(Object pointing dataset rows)
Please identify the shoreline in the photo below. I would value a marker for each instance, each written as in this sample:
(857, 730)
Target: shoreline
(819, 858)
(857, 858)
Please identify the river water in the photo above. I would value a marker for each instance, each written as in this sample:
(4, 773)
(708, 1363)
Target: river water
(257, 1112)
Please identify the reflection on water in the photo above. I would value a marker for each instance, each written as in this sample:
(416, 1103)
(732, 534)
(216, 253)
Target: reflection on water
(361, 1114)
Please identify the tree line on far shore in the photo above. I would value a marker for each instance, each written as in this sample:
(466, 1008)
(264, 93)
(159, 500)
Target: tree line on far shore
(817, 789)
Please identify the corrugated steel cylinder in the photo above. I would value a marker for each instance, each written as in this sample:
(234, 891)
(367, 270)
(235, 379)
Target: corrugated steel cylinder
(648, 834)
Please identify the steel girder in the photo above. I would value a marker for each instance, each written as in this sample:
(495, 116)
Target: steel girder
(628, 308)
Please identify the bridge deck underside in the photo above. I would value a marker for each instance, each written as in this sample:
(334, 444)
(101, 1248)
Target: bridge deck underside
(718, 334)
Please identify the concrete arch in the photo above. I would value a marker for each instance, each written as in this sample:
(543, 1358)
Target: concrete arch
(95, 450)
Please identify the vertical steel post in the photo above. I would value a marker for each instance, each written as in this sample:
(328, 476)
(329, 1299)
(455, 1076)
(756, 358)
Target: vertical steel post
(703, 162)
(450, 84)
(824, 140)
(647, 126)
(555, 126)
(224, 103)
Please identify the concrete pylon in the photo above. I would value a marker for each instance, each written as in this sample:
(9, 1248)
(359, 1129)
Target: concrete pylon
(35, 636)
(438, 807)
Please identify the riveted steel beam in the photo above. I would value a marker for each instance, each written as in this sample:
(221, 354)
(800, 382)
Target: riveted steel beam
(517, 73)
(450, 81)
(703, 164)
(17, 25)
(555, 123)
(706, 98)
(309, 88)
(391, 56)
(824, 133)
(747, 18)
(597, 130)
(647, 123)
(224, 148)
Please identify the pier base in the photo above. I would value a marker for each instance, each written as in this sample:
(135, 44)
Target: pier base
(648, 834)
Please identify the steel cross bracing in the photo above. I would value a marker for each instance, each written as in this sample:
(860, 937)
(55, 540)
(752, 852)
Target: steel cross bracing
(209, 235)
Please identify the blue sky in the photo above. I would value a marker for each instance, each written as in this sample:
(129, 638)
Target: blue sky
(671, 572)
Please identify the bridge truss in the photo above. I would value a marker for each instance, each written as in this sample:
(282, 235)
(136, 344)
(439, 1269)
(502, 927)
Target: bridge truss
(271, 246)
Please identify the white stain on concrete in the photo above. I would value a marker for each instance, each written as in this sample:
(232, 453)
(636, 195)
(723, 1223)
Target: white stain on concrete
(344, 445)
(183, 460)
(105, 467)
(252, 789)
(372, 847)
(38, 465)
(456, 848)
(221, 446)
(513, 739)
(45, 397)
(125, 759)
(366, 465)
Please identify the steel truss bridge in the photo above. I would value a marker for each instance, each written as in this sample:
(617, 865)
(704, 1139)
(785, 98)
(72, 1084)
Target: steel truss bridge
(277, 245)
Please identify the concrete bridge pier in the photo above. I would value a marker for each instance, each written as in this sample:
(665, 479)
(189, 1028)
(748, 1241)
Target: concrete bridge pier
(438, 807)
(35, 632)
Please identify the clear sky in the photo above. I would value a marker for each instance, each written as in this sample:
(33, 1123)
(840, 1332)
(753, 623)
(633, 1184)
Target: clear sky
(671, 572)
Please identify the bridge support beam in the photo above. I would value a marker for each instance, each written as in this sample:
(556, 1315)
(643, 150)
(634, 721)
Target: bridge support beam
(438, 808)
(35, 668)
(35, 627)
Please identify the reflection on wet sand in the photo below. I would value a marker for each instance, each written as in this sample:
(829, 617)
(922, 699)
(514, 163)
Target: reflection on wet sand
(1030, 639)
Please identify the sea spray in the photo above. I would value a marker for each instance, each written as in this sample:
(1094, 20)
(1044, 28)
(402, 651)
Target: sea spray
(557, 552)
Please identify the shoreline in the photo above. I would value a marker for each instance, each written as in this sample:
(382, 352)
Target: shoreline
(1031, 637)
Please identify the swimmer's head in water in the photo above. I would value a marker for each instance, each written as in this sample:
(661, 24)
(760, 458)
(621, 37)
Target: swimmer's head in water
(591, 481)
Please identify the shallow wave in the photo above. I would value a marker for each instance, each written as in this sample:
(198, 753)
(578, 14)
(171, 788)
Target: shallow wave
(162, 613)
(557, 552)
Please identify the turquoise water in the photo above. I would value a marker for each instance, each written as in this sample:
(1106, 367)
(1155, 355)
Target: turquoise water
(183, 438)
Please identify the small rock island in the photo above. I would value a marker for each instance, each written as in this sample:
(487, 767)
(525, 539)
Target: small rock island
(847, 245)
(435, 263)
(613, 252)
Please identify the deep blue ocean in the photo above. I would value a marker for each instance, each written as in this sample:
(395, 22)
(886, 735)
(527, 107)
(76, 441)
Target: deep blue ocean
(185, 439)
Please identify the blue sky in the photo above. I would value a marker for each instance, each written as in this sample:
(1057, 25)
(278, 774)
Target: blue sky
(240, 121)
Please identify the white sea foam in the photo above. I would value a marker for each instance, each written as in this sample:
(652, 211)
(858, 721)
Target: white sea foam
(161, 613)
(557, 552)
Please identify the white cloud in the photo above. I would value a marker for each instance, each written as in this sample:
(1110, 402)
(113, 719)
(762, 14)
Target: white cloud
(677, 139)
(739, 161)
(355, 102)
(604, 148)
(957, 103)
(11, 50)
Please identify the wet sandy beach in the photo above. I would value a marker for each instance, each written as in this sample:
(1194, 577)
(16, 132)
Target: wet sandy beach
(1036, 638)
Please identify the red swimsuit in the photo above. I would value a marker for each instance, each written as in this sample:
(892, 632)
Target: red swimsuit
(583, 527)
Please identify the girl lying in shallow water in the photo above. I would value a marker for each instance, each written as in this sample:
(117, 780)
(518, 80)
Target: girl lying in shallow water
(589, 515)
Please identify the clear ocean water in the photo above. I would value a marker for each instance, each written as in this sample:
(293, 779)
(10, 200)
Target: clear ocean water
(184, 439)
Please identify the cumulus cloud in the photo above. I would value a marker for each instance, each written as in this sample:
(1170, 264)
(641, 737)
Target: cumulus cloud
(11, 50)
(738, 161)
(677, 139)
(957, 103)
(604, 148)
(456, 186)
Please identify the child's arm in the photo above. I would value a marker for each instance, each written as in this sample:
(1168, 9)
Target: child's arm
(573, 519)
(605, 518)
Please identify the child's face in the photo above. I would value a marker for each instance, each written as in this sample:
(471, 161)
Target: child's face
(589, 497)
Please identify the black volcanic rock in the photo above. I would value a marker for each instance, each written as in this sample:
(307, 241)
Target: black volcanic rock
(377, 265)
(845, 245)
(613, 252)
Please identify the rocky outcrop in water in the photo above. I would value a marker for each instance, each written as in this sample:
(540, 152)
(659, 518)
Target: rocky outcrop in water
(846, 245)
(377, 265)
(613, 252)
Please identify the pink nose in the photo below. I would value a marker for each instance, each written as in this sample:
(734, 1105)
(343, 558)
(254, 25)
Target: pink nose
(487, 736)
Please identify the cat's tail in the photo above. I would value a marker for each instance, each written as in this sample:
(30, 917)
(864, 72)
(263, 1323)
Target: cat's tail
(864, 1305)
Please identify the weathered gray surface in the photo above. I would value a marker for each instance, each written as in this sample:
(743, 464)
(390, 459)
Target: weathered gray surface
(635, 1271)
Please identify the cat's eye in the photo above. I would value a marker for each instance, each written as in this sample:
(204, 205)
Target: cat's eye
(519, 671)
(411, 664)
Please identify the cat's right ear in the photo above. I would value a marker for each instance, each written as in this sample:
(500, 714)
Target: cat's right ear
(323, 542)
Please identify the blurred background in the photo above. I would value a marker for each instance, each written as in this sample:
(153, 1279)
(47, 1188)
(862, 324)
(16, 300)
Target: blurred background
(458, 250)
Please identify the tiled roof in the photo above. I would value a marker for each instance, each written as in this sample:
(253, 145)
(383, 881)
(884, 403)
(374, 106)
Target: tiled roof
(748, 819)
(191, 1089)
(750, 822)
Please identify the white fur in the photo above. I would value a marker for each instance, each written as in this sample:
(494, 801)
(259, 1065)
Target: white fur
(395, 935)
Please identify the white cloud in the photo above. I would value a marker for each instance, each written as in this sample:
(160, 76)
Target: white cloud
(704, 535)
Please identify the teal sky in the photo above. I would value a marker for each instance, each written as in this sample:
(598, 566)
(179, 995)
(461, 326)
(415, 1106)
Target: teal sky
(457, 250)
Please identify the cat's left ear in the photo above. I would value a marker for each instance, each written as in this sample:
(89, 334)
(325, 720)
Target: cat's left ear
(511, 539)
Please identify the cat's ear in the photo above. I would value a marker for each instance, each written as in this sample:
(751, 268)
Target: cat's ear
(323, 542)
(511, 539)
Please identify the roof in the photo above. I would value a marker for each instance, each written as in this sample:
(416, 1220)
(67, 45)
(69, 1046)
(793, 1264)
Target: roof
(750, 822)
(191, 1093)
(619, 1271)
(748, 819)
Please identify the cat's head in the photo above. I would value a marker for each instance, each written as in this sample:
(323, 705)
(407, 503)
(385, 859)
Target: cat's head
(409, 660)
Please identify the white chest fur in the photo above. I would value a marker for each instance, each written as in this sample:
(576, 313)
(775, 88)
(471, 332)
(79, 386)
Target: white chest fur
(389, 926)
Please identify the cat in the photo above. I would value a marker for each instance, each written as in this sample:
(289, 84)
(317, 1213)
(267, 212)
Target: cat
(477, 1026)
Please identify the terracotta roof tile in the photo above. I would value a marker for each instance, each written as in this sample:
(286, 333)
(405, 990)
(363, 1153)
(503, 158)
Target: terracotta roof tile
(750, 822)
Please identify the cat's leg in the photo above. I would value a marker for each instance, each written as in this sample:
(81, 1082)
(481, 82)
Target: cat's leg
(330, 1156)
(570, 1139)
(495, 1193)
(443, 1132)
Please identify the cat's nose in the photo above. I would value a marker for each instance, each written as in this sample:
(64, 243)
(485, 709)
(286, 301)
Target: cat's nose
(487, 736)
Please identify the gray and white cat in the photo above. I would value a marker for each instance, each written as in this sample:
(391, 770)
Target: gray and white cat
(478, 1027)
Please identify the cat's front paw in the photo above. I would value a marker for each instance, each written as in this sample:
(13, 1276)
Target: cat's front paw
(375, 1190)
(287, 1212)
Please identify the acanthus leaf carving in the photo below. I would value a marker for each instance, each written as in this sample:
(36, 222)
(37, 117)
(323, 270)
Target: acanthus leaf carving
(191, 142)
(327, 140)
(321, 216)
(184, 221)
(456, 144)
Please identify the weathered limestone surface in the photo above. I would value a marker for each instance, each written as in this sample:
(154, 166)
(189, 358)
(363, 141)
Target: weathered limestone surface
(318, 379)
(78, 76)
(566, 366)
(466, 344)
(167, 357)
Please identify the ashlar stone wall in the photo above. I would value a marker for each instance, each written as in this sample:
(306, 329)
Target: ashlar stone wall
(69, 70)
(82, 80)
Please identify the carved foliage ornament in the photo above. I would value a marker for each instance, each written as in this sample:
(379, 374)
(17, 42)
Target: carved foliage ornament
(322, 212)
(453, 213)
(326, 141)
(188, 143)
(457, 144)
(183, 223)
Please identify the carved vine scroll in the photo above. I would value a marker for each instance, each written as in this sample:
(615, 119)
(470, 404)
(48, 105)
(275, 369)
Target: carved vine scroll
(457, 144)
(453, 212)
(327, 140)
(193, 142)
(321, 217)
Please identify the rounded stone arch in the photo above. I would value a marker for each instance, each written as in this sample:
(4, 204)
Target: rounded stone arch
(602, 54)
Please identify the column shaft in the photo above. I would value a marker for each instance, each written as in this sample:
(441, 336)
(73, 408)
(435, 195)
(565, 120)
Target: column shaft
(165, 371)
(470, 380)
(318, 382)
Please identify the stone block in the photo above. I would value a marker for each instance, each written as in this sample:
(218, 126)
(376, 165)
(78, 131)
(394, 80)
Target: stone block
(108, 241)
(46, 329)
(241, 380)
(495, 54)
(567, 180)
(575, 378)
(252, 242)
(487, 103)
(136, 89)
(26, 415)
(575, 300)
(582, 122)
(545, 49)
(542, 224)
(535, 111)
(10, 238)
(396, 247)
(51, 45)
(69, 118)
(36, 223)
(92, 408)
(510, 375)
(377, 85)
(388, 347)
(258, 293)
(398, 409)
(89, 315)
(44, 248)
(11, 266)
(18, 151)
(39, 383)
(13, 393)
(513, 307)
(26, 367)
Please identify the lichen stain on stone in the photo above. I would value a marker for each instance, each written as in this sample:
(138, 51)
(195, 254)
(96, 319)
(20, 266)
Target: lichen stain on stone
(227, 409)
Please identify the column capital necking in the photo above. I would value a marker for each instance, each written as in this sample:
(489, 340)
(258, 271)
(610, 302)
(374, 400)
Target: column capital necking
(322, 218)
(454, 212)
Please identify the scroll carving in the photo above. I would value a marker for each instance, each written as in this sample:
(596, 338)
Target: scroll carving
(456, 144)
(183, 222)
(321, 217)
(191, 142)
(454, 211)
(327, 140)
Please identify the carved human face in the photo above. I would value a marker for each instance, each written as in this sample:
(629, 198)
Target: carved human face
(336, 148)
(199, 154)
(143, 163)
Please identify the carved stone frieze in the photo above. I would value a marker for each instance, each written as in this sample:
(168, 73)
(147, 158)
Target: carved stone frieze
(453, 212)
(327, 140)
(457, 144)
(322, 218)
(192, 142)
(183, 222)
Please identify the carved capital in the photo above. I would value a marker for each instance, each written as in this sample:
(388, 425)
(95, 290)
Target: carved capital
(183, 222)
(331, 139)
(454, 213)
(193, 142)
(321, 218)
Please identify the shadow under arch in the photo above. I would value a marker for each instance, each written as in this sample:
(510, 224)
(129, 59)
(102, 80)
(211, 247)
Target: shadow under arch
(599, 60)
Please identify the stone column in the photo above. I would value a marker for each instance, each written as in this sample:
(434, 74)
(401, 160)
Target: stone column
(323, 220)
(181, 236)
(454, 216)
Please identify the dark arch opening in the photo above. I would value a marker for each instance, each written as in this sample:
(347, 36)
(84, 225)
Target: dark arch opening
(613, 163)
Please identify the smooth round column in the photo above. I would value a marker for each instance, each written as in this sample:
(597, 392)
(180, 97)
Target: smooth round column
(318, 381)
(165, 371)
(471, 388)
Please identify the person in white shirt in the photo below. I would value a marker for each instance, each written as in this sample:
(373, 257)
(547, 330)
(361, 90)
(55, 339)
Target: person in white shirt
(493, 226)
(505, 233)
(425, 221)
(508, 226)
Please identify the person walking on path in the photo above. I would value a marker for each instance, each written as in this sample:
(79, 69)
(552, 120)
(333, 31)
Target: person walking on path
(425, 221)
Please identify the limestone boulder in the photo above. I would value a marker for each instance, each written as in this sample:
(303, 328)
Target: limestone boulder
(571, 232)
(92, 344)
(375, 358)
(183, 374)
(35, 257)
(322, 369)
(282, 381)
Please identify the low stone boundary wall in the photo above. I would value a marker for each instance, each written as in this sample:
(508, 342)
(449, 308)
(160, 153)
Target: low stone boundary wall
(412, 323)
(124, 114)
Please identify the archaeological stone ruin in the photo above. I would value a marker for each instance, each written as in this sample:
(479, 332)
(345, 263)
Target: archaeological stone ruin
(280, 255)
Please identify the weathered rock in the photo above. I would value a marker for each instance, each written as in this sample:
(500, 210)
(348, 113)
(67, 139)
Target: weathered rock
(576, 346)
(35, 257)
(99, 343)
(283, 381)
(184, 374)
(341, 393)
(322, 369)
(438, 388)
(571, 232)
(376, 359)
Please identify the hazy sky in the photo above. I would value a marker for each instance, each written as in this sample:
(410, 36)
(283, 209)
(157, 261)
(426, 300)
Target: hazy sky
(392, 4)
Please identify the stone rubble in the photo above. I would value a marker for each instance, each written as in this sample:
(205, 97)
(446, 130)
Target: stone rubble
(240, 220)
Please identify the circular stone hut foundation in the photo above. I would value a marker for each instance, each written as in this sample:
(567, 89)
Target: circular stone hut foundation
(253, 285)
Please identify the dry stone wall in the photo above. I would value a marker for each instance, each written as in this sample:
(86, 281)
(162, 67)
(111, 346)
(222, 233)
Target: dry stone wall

To be done →
Extract, exactly, the lines above that begin at the line containing "Please identify the stone rubble" and end at the final line of the records; add no other text.

Written reply →
Please identify the stone rubble in the photo above. I would value a marker for each instance, each written as in this sample:
(205, 97)
(446, 130)
Target: stone rubble
(240, 220)
Please identify the circular stone hut foundation in the photo above. I would value a marker for each instance, each written as in this sample:
(567, 89)
Target: circular stone hut foundation
(253, 285)
Please identify the dry stone wall in the photo above. I would value a marker for each instance, each written as in this sample:
(86, 281)
(162, 67)
(111, 346)
(222, 233)
Target: dry stone wall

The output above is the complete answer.